**Page extract**
Background information
- Born: 28 May 1865 Kingdom of Mysore
- Died: 17 May 1961 (aged 95)
- Genre: Carnatic
- Occupations: Composer, lyricist, instrumentalist
- Instrument: Vocals

= Mysore Vasudevachar =

Mysore Vasudevachar (28 May 1865 – 17 May 1961) was an Indian musician and composer of Carnatic music compositions who belonged to the direct line of Tyagaraja's disciples. Vasudevachar's compositions (numbering over 200) were mostly in Telugu and Sanskrit. Some of his most popular kritis include Brochevarevarura in Khamas raga, Devadideva in Sunadavinodini, Mamavatu Sri Saraswati in Hindolam, Shankari Ninne in Pantuvarali, Bhajare Re Manasa in Abheri and Ra Ra Rajeevalochana Rama in Mohanam.
  He presided over Madras Music Academy's annual conference in 1935, when the Sangeetha Kalanidhi award did not exist. But everybody who presided over the annual conference in the 1930s was later conferred the award. He was a recipient of the civilian honour of the Padma Bhushan.

He is credited with two writings in Kannada, one of them an autobiography called Nenapugalu (memories) and Na Kanda Kalavidaru (the musicians I have met) in which he wrote the biographies of many well known musicians. Mysore Vasudevachar also taught in Rukmini Devi's Kalakshetra, (founded in 1936). He was already quite old by then, but thanks to Rukmini Devi he agreed to shift to Kalakshetra. He became the chief musician in Kalakshetra and helped in setting the Ramayana to music. He died in 1961 at the age of 96. He lived a simple and austere life devoted to the study of Sanskrit and music.

**Material**
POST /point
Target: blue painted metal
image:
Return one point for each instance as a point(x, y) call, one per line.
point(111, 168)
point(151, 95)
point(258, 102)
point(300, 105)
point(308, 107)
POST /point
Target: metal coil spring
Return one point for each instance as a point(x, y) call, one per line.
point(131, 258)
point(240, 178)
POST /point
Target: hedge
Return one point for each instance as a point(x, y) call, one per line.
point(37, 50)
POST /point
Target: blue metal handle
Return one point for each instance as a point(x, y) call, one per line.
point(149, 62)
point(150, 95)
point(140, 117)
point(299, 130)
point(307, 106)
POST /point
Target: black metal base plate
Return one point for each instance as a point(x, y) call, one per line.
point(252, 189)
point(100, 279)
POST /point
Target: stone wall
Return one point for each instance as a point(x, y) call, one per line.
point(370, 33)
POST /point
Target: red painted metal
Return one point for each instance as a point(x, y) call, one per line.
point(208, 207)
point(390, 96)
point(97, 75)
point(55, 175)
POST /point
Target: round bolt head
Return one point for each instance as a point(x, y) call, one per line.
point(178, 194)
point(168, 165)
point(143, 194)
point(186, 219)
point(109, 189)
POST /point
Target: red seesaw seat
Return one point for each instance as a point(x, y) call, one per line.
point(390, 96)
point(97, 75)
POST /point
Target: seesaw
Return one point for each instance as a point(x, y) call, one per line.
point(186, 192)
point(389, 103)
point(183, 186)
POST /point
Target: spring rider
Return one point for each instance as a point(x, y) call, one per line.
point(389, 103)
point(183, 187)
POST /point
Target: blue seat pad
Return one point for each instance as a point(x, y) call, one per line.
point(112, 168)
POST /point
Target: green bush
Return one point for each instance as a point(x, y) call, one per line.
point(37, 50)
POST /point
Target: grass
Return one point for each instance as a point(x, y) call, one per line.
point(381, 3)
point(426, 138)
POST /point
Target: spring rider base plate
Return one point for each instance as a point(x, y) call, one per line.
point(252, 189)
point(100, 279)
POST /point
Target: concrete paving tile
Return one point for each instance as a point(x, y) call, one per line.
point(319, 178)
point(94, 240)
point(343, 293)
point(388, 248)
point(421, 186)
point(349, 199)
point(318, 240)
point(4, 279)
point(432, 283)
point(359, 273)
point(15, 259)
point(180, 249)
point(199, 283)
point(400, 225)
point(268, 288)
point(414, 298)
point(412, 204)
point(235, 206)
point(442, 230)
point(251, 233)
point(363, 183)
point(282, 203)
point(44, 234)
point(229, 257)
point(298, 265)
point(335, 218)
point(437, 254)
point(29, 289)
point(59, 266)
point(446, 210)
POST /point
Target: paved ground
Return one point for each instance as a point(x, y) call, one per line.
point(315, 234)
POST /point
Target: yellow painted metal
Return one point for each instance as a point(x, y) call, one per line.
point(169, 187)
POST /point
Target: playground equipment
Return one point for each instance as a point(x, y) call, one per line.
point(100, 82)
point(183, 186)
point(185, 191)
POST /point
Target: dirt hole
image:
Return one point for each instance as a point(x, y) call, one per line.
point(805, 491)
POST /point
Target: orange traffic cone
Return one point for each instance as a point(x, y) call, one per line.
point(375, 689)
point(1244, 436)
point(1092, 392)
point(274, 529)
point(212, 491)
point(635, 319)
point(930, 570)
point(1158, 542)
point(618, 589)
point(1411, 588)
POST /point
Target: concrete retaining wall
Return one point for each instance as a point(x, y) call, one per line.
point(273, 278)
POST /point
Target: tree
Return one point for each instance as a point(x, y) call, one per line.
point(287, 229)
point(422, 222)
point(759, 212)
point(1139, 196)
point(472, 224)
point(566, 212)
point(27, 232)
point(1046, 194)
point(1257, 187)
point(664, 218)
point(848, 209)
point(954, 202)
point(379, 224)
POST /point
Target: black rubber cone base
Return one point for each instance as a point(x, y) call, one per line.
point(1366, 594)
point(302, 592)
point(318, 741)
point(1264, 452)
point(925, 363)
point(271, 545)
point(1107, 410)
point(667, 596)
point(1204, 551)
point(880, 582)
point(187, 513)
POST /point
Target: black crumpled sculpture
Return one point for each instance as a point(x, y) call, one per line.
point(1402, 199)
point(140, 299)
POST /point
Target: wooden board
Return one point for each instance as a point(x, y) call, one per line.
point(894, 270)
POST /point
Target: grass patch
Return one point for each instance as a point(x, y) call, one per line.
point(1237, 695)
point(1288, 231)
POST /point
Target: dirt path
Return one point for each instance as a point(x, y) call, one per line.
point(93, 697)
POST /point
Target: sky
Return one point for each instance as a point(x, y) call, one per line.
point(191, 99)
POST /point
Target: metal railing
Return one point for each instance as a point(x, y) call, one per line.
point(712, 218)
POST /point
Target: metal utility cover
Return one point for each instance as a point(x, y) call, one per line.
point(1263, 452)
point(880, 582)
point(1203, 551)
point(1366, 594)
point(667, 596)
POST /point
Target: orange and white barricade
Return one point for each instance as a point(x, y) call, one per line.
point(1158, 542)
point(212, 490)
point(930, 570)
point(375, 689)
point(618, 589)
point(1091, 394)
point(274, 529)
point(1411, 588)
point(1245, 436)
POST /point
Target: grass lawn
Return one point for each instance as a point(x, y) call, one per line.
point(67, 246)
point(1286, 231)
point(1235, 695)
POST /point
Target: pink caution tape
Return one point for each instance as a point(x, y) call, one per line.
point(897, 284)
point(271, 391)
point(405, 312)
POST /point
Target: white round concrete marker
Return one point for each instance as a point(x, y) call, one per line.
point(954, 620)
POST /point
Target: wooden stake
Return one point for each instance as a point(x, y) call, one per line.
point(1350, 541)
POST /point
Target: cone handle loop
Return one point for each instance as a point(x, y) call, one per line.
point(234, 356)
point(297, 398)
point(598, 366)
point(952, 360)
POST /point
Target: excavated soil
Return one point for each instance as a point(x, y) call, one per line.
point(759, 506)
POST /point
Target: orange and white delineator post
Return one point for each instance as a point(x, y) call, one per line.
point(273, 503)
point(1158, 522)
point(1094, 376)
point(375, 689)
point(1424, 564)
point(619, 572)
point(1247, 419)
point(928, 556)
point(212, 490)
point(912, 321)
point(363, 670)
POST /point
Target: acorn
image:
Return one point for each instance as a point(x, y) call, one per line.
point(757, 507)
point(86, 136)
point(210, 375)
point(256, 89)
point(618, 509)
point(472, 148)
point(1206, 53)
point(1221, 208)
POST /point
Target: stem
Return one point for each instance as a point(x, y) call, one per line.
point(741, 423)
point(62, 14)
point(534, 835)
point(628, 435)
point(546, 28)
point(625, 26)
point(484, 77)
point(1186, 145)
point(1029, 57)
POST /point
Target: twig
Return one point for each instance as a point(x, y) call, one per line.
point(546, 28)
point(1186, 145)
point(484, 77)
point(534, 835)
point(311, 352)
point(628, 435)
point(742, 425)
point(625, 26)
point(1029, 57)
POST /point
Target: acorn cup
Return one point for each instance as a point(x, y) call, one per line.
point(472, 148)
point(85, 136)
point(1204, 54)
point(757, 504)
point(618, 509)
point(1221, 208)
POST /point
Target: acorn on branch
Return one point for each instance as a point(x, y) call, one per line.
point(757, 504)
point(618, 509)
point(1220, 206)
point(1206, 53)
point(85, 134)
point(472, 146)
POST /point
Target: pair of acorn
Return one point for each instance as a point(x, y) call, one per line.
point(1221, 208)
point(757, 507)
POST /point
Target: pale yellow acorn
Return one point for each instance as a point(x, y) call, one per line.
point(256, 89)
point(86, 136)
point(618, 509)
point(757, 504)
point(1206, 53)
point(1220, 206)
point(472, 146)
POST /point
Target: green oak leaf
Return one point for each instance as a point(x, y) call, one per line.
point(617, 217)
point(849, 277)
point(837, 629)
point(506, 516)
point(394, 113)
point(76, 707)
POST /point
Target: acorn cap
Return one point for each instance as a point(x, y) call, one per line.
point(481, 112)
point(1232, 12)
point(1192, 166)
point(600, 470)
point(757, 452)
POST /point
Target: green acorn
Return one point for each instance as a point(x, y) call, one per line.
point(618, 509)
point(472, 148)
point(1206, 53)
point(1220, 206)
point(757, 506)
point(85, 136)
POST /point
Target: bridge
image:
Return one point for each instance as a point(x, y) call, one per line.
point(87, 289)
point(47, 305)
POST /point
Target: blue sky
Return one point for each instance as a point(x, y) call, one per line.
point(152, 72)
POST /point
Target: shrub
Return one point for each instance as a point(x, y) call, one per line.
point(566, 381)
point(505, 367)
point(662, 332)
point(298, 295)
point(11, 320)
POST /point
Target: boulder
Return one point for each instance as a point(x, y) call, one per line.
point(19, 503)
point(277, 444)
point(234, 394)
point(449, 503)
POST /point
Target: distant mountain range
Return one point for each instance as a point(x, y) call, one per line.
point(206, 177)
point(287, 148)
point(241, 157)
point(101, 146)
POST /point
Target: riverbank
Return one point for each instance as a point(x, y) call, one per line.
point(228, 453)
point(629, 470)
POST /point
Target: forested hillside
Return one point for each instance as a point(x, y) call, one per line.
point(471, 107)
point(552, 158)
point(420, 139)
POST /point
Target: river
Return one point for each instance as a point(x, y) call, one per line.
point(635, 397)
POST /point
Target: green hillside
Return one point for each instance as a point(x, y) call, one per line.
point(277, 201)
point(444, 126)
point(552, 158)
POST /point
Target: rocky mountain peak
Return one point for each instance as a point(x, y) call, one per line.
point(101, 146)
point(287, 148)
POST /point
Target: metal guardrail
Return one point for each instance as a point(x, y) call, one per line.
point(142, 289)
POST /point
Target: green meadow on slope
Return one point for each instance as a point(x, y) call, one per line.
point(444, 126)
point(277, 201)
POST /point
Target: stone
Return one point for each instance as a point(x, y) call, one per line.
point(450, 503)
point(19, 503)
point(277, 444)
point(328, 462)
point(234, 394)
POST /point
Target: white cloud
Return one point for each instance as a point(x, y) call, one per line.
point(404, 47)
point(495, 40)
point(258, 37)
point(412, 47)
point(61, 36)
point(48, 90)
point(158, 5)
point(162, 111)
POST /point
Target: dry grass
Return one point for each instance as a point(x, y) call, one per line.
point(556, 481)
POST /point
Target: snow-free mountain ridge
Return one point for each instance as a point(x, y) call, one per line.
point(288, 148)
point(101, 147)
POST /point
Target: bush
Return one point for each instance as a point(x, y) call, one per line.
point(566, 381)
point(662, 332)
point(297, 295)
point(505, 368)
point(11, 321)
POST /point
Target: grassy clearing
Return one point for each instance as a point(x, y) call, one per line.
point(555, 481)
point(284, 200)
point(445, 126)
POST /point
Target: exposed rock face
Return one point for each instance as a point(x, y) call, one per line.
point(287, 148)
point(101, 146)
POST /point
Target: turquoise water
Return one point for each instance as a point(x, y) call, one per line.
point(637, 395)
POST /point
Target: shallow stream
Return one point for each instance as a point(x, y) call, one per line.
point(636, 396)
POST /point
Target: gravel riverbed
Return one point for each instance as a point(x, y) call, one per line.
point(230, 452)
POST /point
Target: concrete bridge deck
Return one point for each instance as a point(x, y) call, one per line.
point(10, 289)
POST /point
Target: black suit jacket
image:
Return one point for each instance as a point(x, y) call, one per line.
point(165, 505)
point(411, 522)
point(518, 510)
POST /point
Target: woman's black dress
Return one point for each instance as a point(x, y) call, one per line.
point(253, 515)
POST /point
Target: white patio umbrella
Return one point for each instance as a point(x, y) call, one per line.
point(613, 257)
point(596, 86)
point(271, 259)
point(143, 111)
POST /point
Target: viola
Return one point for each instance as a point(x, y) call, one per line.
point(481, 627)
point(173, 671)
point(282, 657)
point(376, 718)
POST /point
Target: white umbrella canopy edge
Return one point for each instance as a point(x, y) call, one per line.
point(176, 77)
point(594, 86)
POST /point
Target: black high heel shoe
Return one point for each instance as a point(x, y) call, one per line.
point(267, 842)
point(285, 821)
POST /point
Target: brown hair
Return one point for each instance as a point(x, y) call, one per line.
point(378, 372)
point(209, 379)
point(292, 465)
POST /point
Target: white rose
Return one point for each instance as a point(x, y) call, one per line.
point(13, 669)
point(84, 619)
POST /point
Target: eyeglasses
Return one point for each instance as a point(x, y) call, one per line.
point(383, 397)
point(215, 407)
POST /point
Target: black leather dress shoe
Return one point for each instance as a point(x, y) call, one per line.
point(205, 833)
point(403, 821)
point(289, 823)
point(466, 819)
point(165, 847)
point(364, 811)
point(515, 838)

**Work to complete**
A – Pull out every line of the records that contains the string "seesaw", matching case exactly.
B – Carry on the piece about Mysore Vasudevachar from its last sentence.

**Replies**
A –
Target: red seesaw seat
Target: seesaw

B –
S. Rajaram, his grandson, worked at Kalakshetra, eventually taking charge of the institution at Rukmini Devi's request. Vasudevachar had composed the music for only the first four kandas and it was left to Rajaram to finish the work. An accomplished musician and Sanskrit scholar, he was amongst the few musicians, the sole repository of Vasudevacharya's compositions. S. Krishnamurthy (1922–2015), his other grandson worked at All India Radio and translated his Vasudevachar's memoirs into English. He has also published a memoir of his own.

==Early life==
Vasudevacharya was born into an orthodox Madhwa Brahmin family in Mysore. He started learning music from Veena Padmanabhiah, the chief musician of the royal court of Mysore. He also mastered Sanskrit and allied fields such as Kavya, Vyakarana, Nataka, Alankaram, Tarka, Itihasa, Purana while studying at the Maharaja Sanskrit College in Mysore while learning music privately.

He then went on to learn from the famous composer-musician Patnam Subramania Iyer, supported by the Maharaja's generous stipend. He imbibed the music of not only his guru but also other great maestros of the Thanjavur-Cauvery delta region. Vasudevacharya eventually became the chief court musician (Asthana Vidwan) at the royal court of Mysore. He was known for his madhyama-kala tanam singing, which he learnt from his guru. Patnam Subramania Iyer often requested his sishya "Vasu" to help him with the sahitya (lyric) aspects of his compositions. This aspect of his training undoubtedly helped Vasudevacharya as a composer. He was adept in all the aspects of Carnatic music especially Ragam Alapanam, Tanam, Neraval and Kalpanaswaram.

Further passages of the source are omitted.